----- Records for the exercise

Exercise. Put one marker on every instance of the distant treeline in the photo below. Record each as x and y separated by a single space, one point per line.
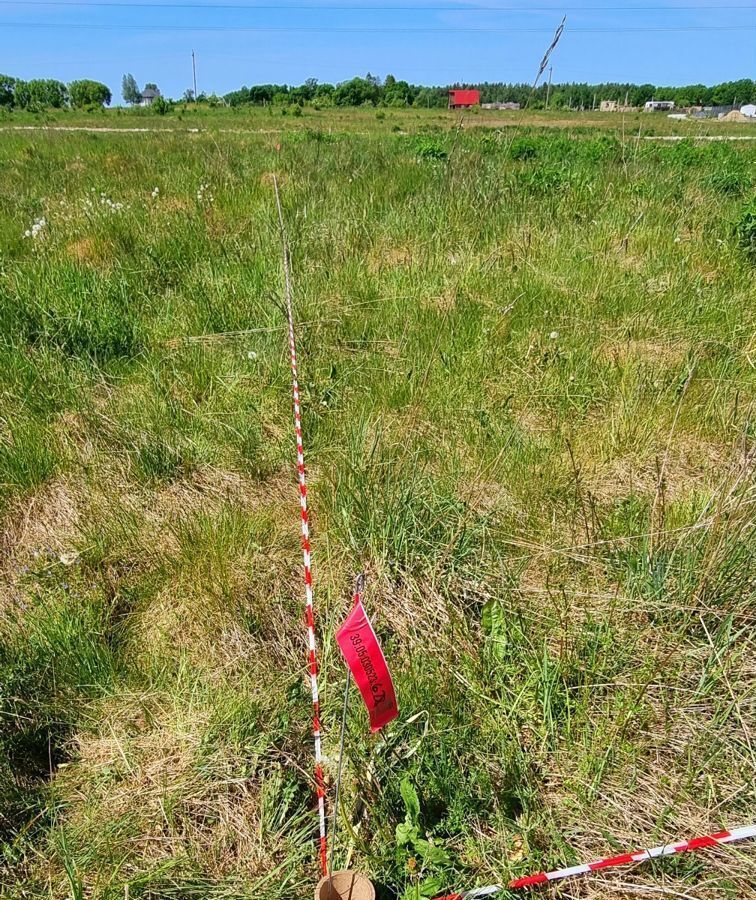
372 91
47 93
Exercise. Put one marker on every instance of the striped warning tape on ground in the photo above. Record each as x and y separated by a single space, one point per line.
306 553
624 859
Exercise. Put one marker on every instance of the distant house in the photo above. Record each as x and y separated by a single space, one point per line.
713 112
463 99
149 96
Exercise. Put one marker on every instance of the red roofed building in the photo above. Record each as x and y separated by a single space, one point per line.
463 99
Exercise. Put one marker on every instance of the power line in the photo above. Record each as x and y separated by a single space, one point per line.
366 30
118 4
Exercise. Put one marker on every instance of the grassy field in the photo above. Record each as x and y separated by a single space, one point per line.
528 367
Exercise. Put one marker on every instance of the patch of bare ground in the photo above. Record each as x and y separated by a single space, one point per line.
390 256
693 464
90 251
44 524
151 772
656 352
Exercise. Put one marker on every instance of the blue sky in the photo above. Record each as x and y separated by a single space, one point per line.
657 41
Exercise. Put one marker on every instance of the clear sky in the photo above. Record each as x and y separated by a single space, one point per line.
423 41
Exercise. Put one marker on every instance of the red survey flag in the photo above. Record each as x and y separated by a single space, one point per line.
363 655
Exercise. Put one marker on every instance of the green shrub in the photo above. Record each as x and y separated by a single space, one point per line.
746 228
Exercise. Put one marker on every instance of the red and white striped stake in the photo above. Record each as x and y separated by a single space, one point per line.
310 618
625 859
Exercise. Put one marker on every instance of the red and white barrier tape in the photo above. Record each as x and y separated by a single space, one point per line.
625 859
306 553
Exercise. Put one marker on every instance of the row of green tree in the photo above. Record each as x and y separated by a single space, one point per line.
372 91
47 93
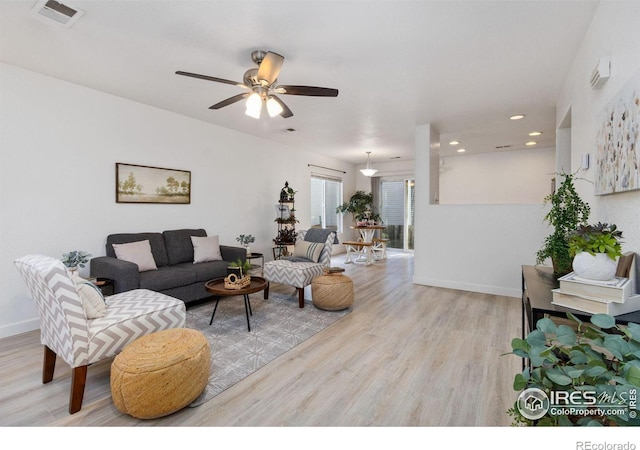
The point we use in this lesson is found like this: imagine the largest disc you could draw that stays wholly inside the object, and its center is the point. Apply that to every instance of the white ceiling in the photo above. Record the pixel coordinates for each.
(465, 67)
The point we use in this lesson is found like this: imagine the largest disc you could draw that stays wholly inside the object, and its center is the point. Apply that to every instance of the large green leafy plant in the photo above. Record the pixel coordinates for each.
(360, 205)
(599, 357)
(567, 212)
(599, 238)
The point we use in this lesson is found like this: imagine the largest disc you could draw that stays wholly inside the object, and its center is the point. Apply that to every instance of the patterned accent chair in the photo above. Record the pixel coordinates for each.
(298, 273)
(65, 330)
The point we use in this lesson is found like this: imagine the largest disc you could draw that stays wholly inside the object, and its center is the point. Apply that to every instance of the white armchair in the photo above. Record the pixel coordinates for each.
(65, 330)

----------

**Problem description**
The finished copy should match the data above word for word and contain no pictures.

**Answer to this problem**
Exercise. Put one marker on every instance of the distant treeline in the photo below. Record each as x and y separated by a single space, one point per line.
372 91
47 93
Exercise. Put one marker on every instance of the striped warning tape on ground in the photo above. Record each as x and y separated by a single space, one point per line.
306 553
624 859
Exercise. Put one marker on every instance of the distant house in the photo above. Record each as x and y separated by a single space, one point per line.
713 112
463 99
149 96
Exercise. Put one marker on every instance of the red roofed building in the photo above. Record each as x and y separated by a single space, one point per line.
463 99
Exercise. Put one marker on every instance of the power line in the photo above. Record each as x and y separated by a single space, one point per line.
366 30
118 4
Exercise. Put one marker on every instance of the grassy field in the photo above. Record each as x and y separated by a single space, one point per line.
528 367
Exercise. Put one marker on every instance of the patch of bare ground in the photo above. Record each as x and y separated by a single space, one point per line.
390 256
693 464
90 251
44 524
151 772
656 352
Exercise. Put one marker on every instance of the blue sky in the photo above. Record each as x and y separated by a single space, one point per line.
657 41
Exercise. Put one marker on every instance of the clear sky in the photo above. Record each as x and y separated by a single space, one point per line.
423 41
Exercise. Put one marker on every instance of the red survey flag in the photo above. Record each as x and y separated by a single space, one point per line.
363 655
Exercise. Put one marker on every instance of the green shrub in the photo above. Record each as x and y separated by a single space, one point per line.
746 228
Exercise. Put one marker on every instance of the red and white striped stake in the photo above. Record each as x and y separated by a single space, one point per line.
310 618
625 859
Exercise. Put one marker on every instance of the red and white barrier tape in the photo above. Record each as x and y separated by a single space, one point per line.
625 859
306 553
Exercise. Put one marker on every instance of the row of green tree in the photo above. Record each as x and y separated by a single space, one point per line.
372 91
47 93
The point we use in this lesson is found like this: imagine the largest disc you could draw that stays wholly inside the object, and its center is the point. Apply that to every instance of the white ceiling in the photo above. Record the pixel coordinates for each.
(465, 67)
The point we use in this lesson is found like this: imagine the largest disc you could draw that stays wholly inside the object, and its center is the point. Apply that to every instance of the large green leafy plant in the photo above. Record the pixel coordinates for each.
(360, 205)
(599, 357)
(567, 212)
(599, 238)
The point we use in this lesson is found like this: imagine the largest disc you could draw that stays wholly inside the object, and its center is the point. Apply that to every instance of the patterned accent chair in the photo above. Record the pixel coordinates for each.
(298, 273)
(65, 330)
The point we use in this lesson is found like this: imagine the largest disc you could draw that stays wholly inside the object, and its center is the point. Apply that to every instance of the white armchair in the photo above. Record the pixel coordinates for each.
(65, 330)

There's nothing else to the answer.